▶ WHAT NEEDS TO BE DONE
Locate every line in the records below that contains the word "plumage" and copy each of those lines in full.

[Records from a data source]
- - -

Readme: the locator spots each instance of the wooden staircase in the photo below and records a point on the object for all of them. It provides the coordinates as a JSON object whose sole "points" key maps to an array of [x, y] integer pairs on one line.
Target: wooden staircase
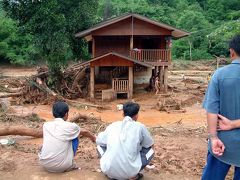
{"points": [[98, 90]]}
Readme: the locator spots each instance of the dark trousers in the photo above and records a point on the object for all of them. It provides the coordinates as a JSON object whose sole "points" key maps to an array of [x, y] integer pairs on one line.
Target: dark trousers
{"points": [[146, 154], [217, 170]]}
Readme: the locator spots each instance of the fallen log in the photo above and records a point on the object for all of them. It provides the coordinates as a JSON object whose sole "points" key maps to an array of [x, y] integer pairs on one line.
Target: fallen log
{"points": [[21, 130], [11, 95], [38, 133]]}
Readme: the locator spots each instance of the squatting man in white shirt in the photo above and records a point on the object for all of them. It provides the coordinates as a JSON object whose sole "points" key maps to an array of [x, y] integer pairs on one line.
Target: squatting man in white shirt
{"points": [[126, 146], [60, 141]]}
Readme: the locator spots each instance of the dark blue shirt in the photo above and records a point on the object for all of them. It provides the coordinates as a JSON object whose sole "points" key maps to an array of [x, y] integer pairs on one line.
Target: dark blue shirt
{"points": [[223, 97]]}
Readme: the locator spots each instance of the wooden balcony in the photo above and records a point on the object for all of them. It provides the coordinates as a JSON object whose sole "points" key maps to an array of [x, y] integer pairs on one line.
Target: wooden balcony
{"points": [[151, 55], [120, 85]]}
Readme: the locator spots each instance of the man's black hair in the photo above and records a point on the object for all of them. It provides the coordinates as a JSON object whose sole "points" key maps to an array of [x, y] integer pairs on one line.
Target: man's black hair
{"points": [[235, 44], [130, 109], [60, 109]]}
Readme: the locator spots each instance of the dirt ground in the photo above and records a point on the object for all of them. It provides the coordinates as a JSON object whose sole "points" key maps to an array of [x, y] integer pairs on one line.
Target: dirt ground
{"points": [[180, 136]]}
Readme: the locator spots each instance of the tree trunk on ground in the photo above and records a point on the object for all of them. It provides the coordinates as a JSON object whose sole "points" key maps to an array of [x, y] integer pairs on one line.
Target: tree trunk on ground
{"points": [[21, 130]]}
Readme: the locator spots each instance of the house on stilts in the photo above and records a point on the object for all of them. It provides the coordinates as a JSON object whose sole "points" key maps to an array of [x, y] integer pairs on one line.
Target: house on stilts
{"points": [[127, 51]]}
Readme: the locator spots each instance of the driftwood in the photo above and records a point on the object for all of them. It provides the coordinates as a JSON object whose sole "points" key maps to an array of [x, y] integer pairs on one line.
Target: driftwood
{"points": [[21, 130], [11, 95], [38, 133]]}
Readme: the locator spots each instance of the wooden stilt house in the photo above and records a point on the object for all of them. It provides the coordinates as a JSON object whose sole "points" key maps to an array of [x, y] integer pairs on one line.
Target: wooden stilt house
{"points": [[127, 52]]}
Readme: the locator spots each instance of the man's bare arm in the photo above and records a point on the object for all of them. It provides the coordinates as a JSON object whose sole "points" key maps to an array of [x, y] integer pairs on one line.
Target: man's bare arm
{"points": [[226, 124], [212, 120], [216, 144]]}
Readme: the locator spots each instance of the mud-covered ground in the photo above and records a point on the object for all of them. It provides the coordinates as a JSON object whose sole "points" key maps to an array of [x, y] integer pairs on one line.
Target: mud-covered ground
{"points": [[180, 136]]}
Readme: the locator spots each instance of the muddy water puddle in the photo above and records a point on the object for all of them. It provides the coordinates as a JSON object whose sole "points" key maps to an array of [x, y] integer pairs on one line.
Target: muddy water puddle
{"points": [[194, 116]]}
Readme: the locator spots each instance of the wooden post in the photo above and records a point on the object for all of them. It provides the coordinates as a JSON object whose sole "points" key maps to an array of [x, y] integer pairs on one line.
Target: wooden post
{"points": [[161, 79], [165, 79], [155, 71], [130, 79], [93, 47], [92, 80], [131, 42]]}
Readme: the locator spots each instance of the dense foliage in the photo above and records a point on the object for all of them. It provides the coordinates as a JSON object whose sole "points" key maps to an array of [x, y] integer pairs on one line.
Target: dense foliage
{"points": [[44, 29]]}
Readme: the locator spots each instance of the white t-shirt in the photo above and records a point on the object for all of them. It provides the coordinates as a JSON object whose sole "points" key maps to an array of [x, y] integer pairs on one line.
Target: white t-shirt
{"points": [[124, 140], [57, 152]]}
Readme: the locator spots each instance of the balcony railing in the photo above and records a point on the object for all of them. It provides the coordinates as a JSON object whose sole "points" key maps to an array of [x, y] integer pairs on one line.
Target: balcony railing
{"points": [[120, 85], [151, 55]]}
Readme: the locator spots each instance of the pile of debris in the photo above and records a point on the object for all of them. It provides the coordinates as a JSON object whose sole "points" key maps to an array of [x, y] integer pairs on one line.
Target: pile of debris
{"points": [[73, 83], [167, 103]]}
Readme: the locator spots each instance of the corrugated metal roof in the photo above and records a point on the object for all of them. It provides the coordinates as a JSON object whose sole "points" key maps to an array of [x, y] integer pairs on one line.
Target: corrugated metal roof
{"points": [[121, 56], [176, 33]]}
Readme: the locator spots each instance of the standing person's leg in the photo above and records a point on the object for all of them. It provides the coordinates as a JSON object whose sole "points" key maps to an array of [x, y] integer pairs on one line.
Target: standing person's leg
{"points": [[215, 169], [101, 150], [146, 156], [236, 173]]}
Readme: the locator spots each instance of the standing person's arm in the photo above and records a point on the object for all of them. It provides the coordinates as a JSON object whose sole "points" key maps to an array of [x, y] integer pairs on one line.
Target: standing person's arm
{"points": [[216, 144], [88, 134], [212, 106], [225, 124]]}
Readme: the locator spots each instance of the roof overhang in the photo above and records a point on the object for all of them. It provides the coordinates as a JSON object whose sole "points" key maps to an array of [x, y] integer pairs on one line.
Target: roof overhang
{"points": [[125, 58]]}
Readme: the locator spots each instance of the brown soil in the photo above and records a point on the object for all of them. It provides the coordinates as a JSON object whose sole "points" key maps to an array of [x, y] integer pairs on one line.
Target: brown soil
{"points": [[180, 138]]}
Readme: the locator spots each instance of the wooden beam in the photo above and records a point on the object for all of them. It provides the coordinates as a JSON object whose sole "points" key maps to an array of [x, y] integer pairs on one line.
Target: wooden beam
{"points": [[130, 78], [161, 77], [131, 42], [92, 79], [88, 38], [165, 79]]}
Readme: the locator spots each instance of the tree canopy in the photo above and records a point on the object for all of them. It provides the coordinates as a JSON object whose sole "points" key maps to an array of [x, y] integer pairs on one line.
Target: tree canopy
{"points": [[31, 30]]}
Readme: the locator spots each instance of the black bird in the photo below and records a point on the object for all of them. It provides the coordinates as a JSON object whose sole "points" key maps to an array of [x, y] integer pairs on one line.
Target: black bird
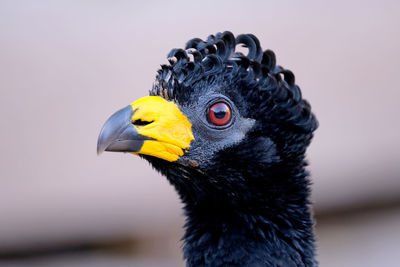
{"points": [[229, 131]]}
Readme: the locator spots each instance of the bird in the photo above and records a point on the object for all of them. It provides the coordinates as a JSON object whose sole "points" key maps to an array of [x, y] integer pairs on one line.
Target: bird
{"points": [[229, 129]]}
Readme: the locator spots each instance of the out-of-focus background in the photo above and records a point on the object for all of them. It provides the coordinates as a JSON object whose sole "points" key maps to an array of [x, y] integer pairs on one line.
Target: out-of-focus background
{"points": [[65, 66]]}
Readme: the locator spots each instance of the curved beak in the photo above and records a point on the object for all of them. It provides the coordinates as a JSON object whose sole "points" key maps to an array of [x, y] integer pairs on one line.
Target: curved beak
{"points": [[150, 126], [119, 135]]}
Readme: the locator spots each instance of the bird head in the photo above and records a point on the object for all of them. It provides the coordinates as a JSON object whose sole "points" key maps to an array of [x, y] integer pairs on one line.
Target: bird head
{"points": [[213, 110]]}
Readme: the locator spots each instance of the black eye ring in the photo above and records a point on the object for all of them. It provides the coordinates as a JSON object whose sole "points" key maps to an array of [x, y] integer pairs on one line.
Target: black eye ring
{"points": [[219, 113]]}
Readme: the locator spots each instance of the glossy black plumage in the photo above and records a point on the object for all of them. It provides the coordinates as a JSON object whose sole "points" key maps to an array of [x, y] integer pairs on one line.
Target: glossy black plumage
{"points": [[245, 193]]}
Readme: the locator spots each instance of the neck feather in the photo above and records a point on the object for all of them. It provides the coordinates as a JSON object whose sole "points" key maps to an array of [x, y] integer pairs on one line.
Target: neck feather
{"points": [[269, 224]]}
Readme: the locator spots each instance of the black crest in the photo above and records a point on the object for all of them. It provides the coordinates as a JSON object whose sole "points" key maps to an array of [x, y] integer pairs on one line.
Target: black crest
{"points": [[257, 70]]}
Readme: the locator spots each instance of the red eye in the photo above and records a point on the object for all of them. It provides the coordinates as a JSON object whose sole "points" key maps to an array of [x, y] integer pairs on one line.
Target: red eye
{"points": [[219, 113]]}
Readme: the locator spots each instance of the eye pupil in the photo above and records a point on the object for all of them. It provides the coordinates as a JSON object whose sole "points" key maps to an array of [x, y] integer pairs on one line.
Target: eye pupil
{"points": [[219, 114]]}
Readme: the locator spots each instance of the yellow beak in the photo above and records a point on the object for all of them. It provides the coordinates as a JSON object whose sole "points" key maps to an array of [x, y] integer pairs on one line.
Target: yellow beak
{"points": [[151, 126]]}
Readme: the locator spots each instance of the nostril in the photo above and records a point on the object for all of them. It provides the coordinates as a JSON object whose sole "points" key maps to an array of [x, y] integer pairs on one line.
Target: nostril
{"points": [[141, 123]]}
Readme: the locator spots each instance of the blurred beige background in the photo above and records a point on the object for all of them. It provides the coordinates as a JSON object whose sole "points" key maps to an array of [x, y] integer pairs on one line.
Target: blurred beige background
{"points": [[65, 66]]}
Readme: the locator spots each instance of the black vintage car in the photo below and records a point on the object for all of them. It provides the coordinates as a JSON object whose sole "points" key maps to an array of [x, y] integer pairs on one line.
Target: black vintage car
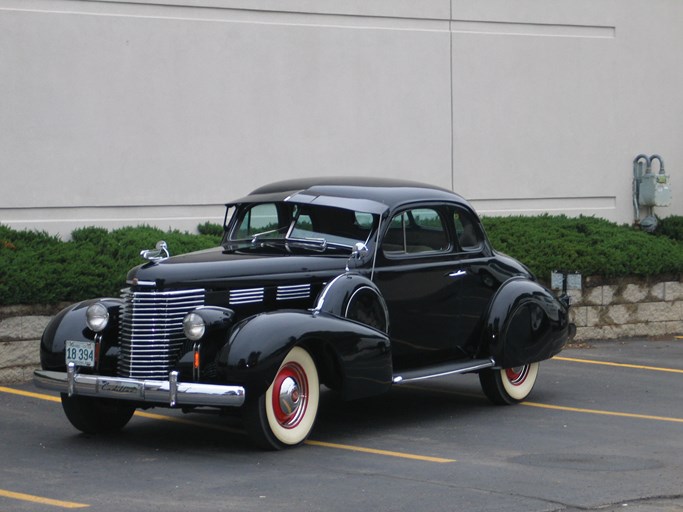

- - -

▶ EXERCISE RESPONSE
Readme: the locator spots each instance of the glossy black plumage in the photo above and records a point on the object for all of them. It provides the coordinates as a JSON object whose sole "points" key maps to an array of [x, y] integer pairs on one line.
Target: glossy black plumage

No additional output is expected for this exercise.